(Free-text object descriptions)
*** Begin section ***

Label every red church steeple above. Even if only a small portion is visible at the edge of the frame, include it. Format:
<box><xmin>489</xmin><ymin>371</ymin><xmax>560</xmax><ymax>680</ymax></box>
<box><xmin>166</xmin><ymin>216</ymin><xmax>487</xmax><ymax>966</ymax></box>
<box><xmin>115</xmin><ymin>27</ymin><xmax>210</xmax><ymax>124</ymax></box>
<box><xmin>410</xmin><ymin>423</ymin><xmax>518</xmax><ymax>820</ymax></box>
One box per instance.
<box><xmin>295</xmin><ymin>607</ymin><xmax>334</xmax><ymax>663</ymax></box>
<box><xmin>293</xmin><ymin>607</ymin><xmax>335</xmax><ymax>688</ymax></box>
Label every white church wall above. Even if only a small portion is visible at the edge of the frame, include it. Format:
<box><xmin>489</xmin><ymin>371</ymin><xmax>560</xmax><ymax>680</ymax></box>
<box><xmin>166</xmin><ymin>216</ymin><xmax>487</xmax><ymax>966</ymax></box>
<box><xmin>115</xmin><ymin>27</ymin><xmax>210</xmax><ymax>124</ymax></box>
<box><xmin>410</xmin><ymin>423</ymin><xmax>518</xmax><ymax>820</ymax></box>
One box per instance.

*** End section ***

BRIEF - Only a number is wanted here: the count of lines above that hold the word "small".

RESPONSE - 2